__Exercise aim__. An exact copy of all the data is required.

__Material to process__.
□ □ □ □
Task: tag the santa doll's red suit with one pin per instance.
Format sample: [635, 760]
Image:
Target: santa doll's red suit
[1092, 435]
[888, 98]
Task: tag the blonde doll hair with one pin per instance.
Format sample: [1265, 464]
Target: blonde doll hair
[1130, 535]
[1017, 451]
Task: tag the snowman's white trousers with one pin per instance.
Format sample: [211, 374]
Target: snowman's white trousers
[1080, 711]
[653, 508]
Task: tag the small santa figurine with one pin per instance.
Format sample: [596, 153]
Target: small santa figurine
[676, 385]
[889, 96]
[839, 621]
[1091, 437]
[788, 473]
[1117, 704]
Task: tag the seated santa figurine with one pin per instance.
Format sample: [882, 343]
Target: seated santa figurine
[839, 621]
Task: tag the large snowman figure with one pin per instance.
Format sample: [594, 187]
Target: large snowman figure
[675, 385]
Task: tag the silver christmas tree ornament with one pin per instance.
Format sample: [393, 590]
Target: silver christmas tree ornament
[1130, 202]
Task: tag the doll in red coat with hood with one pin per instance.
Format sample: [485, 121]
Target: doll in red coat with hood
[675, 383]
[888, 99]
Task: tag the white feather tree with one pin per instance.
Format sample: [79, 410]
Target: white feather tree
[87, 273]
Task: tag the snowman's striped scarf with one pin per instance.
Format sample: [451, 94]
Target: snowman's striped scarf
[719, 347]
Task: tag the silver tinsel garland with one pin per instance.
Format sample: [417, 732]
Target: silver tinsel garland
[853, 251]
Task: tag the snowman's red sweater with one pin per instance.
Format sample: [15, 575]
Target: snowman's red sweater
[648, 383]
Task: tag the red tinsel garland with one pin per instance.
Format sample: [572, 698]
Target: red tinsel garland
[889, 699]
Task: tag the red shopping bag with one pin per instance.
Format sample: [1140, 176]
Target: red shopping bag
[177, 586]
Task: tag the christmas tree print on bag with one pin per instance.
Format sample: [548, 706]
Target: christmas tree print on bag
□ □ □ □
__Answer for the task__.
Task: tag the santa doll's red suit with one pin per instance.
Format sample: [635, 760]
Image:
Target: santa doll's red suit
[1092, 435]
[888, 98]
Task: tag the blonde doll hair with one pin per instance.
Format sample: [1265, 464]
Target: blonde doll hair
[1130, 535]
[1017, 451]
Task: tag the snowman's white trousers with one pin per instance.
Format sample: [211, 374]
Target: snowman's white trousers
[1080, 711]
[653, 508]
Task: tag the small santa figurine with one pin per instance.
Format sample: [596, 153]
Target: small santa figurine
[676, 385]
[889, 96]
[839, 621]
[1091, 437]
[788, 473]
[1117, 704]
Task: tag the seated santa figurine with one pin per instance.
Format sample: [882, 343]
Target: seated santa figurine
[839, 621]
Task: tag the large snowman figure with one pin per instance.
Format sample: [594, 187]
Target: large snowman figure
[675, 385]
Task: tag the silver christmas tree ornament with one pin per instance.
Format sample: [393, 590]
Target: silver christmas tree ornament
[1130, 202]
Task: tag the doll in red coat with hood with one pin per instance.
Format sample: [485, 121]
Target: doll in red coat with hood
[675, 383]
[888, 99]
Task: tag the white feather tree with one pin per instance.
Format sample: [79, 410]
Target: white feather tree
[87, 273]
Task: tag the snowman's striped scarf with one pin per instance.
Format sample: [451, 94]
Target: snowman's striped scarf
[719, 347]
Task: tag the silver tinsel garland with one pin per instance.
Format sample: [417, 732]
Target: silver tinsel garland
[853, 251]
Task: tag the snowman's red sweater with one pin per instance.
Format sample: [15, 575]
Target: snowman's red sweater
[648, 383]
Task: tag the red tinsel garland with one pin per instance.
Format sample: [572, 698]
Target: red tinsel garland
[889, 699]
Task: tag the red shopping bag with one pin per instance.
Format sample: [1140, 176]
Target: red shopping bag
[177, 586]
Task: tag the christmas tree print on bag with one pin per instance.
Format sample: [548, 706]
Target: christmas tree print on bag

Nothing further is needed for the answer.